═══ INPUT RECORDS ═══

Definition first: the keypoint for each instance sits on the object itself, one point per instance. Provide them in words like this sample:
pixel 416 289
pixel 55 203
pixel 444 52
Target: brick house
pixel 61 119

═══

• [GIVEN TASK]: Present every line of the entries as a Markdown table with two columns, Row and Line. Number the rows in order and leave out blank lines.

• [FINISHED ANSWER]:
| Row | Line |
|---|---|
| 1 | Definition first: the keypoint for each instance sits on the object itself, one point per instance. Provide them in words like this sample: |
| 2 | pixel 416 289 |
| 3 | pixel 55 203 |
| 4 | pixel 444 52 |
| 5 | Target: brick house |
| 6 | pixel 61 119 |